Source text:
Did Moses Write the Torah? A Brief Positive Case for Mosaic Authorship, Part 1

Did Moses Write the Torah? A Brief Positive Case for Mosaic Authorship, Part 1

The notion that Moses actually lived and wrote the first five books of the Bible has long been rejected in academic circles and is now being increasingly questioned among conservative Old Testament (OT) scholars. However, since Mosaic authorship is the traditional view of the church, it would be unwise for Bible believers to reject Moses’s involvement in the production of the Torah (or Pentateuch, the first five books). Indeed, while the Torah probably did not come into its final form until the sixth century BC, there are at least five good lines of internal evidence suggesting that Moses (thought to have lived around the fifteenth century BC) authored the Torah. We will look at two of those reasons here in the first part of a two-part series.

Information provided:
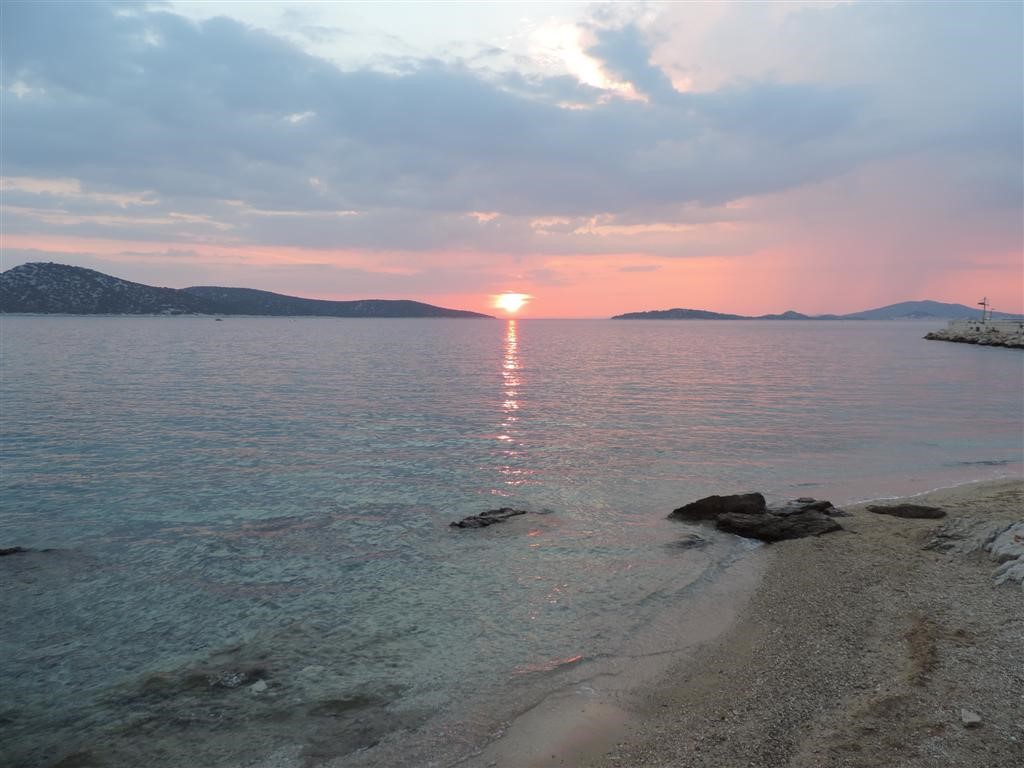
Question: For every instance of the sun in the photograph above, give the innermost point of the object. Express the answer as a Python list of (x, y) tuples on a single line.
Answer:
[(511, 302)]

Challenges:
a. Please answer these from the article on Mosaic authorship:
(i) What other name for the Torah does the article give?
(ii) Around what century is Moses thought to have lived?
(iii) How many lines of evidence does this first part of the series cover?
b. Carry the article on Mosaic authorship forward from its last sentence.

The replies:
a.
(i) The Pentateuch
(ii) Around the fifteenth century BC
(iii) Two

b.
  1. Hebrew Consistency

The Hebrew of the Torah, though similar in many respects with the rest of the TaNaKh (Hebrew Bible), is consistent with the theory that Moses wrote it during the fifteenth century BC. Richard Hess, professor of Old Testament and Semitic languages, explains:

[T]he language of the Pentateuch is similar to that of the remainder of the Hebrew Bible, with the exception of the tendency to spell words with fewer vowel letters. This seems to betray a greater antiquity. However, the absence of distinctive features within the grammar of the Pentateuch, features that can definitely be recognized as possessing greater antiquity than the remainder of the Hebrew Bible, implies one of three possibilities: (1) The entire Hebrew Bible was written at about the same time; (2) there is no history to the Hebrew language so that it did not change over a period of a thousand years of usage; or (3) the Pentateuch, though written earlier, was edited or updated at a later period so that its language would conform to that of the remainder of the Bible.1

Hess favors the third option and suggests that evidence for an earlier dating of the Hebrew text may have been lost in the process of transmission. He also notes that scholars think some poetry would not need to be updated so as to preserve its form. Thus, some early verbal forms are used in Exodus 15 in the past narrative sense, implying a date for its writing consistent with the traditional date.

The similarity in language between all sections of the Hebrew Bible, then, is explained by the updating of the Pentateuch and prophetic oracles under the direction of Ezra and the Great Synagogue around 500 BC.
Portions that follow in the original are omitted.